[Provided passage start]
KUOW Photo/Megan Farmer

The state of Washington has reached 8 million people, and it's growing twice as fast as the national average.

Each November, the Office of Financial Management shares the most up-to-date forecast for the state's population. The latest report shows Washington grew about 14.6%, which is about twice the national average. Most of that growth has been in the Puget Sound region.

What's more, the population is getting older.

That trend is expected to continue, according to state demographer Mike Mohrman. He said, based on the current growth forecast, "by 2050 our 85-and-over population will quadruple."

The forecast also projects the 65-and-over population to increase in the coming years, as the baby boomer generation ages.

As the population gets older, the type of services that the government has provided in the past may not be what is in demand in the future, Mohrman said.

RELATED: Aging Boomers can't find caregivers in rural WA. Who can fill the gap?

In terms of the increased population in general, Mohrman said it was difficult to pinpoint exactly where new Washingtonians were coming from.

"[There's] no registry of people coming in through the border, but we get indicated data through a variety of sources, none of which are perfect," he said.

School enrollment, driver's licenses, and even voter registrations can hint at trends when it comes to new arrivals, "but it's a little bit more difficult to disentangle some of the administrative records," Mohrman said.

But there are some likely suspects, mostly people moving to Washington from neighboring states. Mohrman said data from state drivers licenses shows Washington attracts new residents from California, Oregon, Idaho, Arizona, and Texas.

Mohrman also said that, barring any unprecedented events, the growth we are seeing should slow down.

"Forecasts and projections get adjusted, and change over time," he said.

Washington is not expected to hit the 9 million mark until 2038.
[Provided passage end]
- Stated goal:
From the report on Washington's population, extract the stretch from "But there are" through "should slow down.". The data that comes next has nothing to do with the report on Washington's population.
[Given material start]
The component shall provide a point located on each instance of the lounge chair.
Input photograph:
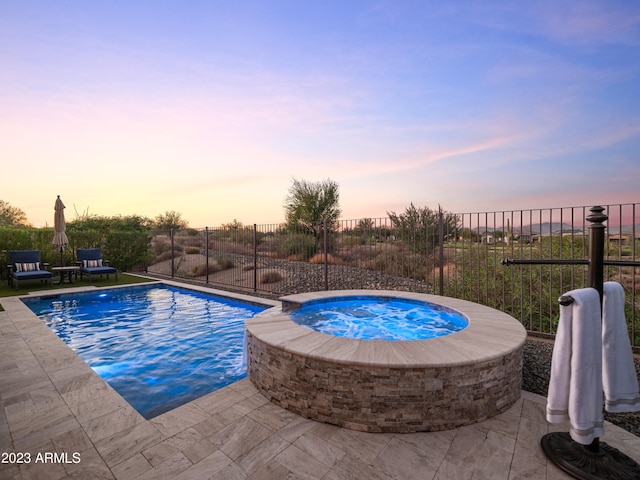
[Given material end]
- Response below:
But there are some likely suspects, mostly people moving to Washington from neighboring states. Mohrman said data from state drivers licenses shows Washington attracts new residents from California, Oregon, Idaho, Arizona, and Texas.

Mohrman also said that, barring any unprecedented events, the growth we are seeing should slow down.